▶ [Отрывок]:
Комбат недоумевал, в чем дело. Но тут его попросил к телефону командир четвертой роты и сообщил то же самое.

Вскоре Губкин и сам увидел, что невесть откуда появившаяся вода накатывается на его батальон. Солдатские цепи стали прижиматься к единственной возвышенности на этом участке — насыпи шоссейной дороги, ведущей на Инстербург.

Губкин вытащил свою топокарту. Взгляд его упал на условные знаки плотин на реках Инстера и Ангерапп. Только теперь он сообразил, что немцы, взорвав плотины, затопили поймы рек.

Уровень воды неумолимо поднимался, и было жутко видеть бурлящую водную стихию. Батальон сомкнулся почти в колонну. Четвертая рота двигалась по правой стороне дороги, пятая — по левой, шестая шла за ними. Вот-вот наступит рассвет, и люди на шоссе окажутся как на ладони.

Враг пока не стрелял, но вода при температуре воздуха минус двенадцать становилась опаснее огня противника. Губкин собирался уже отдать приказ об отходе, но не успел. Его вызвал к телефону Басеров и запретил это делать — во что бы то ни стало надо зацепиться за окраину Инстербурга. Губкин пытался возражать, говорил, что все вокруг затоплено, но Басеров и слушать не хотел.

Внезапно раздались взрывы огромной силы: это немцы взорвали еще одну плотину. Вскоре вода забурлила уже по шоссе. Комбат все же вынужден был отдать приказ об отводе артиллерии и станковых пулеметов.

— Шестьдесят первый, почему у тебя артиллерия отходит? — загремел по телефону комполка.

— Огневые позиции затопило. Вести стрельбу невозможно.

— Думаешь, повторить штурм будет легче? Меняй направление атаки, бери вправо, там местность выше и не залита водой.

— Боевые порядки рот смешаются с подразделениями соседа.

— Черт с ними! Атакуйте противника, там разберемся!

Солдаты батальона Губкина, выйдя на рубеж соседей справа, обнаружили и здесь разлившуюся на метр поверх льда реку.

▶ [Имеющиеся данные]:
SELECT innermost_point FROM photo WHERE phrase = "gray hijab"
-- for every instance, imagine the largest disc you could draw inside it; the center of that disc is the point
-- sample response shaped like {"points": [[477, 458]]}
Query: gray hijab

▶ [Задания]:
**A.** Определите, соответствуют ли отрывку о батальоне Губкина следующие утверждения. На каждое ответьте «да» или «нет» и дословно приведите решающие слова отрывка.
(i) Немцы затопили поймы рек, взорвав плотины.
(ii) Басеров разрешил Губкину отвести батальон.
(iii) Температура воздуха была минус двенадцать градусов.
**B.** К какой возвышенности, согласно отрывку о батальоне Губкина, стали прижиматься солдатские цепи?
**C.** Продолжите отрывок о батальоне Губкина под Инстербургом сразу после его последнего предложения.
Материал с отрывком никак не связан.

▶ [Ответы]:
**A.**
(i) Да: «немцы, взорвав плотины, затопили поймы рек».
(ii) Нет: «Его вызвал к телефону Басеров и запретил это делать».
(iii) Да: «при температуре воздуха минус двенадцать».

**B.** К насыпи шоссейной дороги, ведущей на Инстербург.

**C.**
Наступал туманный рассвет. Уровень воды начал спадать, но крайне медленно. Вражеские пулеметы трассирующими пулями прижимали солдат Губкина к воде, батальон нес потери. Назад возвращаться было нельзя, слева фланкировал пулемет. Пришлось идти вперед по колено в ледяной воде. Брюки и полы шинелей солдат заледеневали. По цепи передали, что до противоположного берега менее двухсот шагов. Все встрепенулись, понимая, что тот, кто успеет преодолеть эти двести шагов, останется жив: того берега пулеметные очереди врага уже не достигали. Но солдаты промерзли до костей. В холодной воде ноги сводила судорога. Даже двойная доза спирта не согревала людей. А враг продолжал поливать свинцом, и падали бойцы Губкина, сраженные, в ледяную воду. Те же, кому удалось достичь берега, не чувствуя уже ни холода, ни страха, ни усталости, устремились на вражеские позиции.

В ночь на 22 января батальон Губкина с боем вошел в горящий Инстербург. На окраине города валялись покореженные пушки, у самой дороги с дубовыми посадками торчали сгоревшие немецкие танки и остовы автомашин. Батальон Губкина наступал плечом к плечу с бойцами соседней дивизии генерал-майора А. А. Казаряна.

К шести часам утра войска Черняховского полностью овладели Инстербургом.

В тот же день в приказе Верховного Главнокомандующего было отмечено, что город являлся «важным узлом коммуникаций и мощным укрепленным районом обороны немцев на пути к Кенигсбергу».

Надо было продвигаться дальше, но наступавших ожидал Хайльсбергский укрепленный район, хорошо подготовленный к обороне, с долговременными огневыми точками.

Прорыв такой обороны с фронта мог принести большие потери. Генерал Крылов обратился к Черняховскому с просьбой разрешить ему нанести удар в обход с севера. С этой целью он направил 184-ю дивизию на Цедяу-Брух. Батальон Губкина в составе передового отряда, усиленный танками, в сильный мороз совершил стремительный двадцатикилометровый марш и вышел к реке Фришинг. Затем двинулся на юг, в направлении на Прейсиш-Эйлау.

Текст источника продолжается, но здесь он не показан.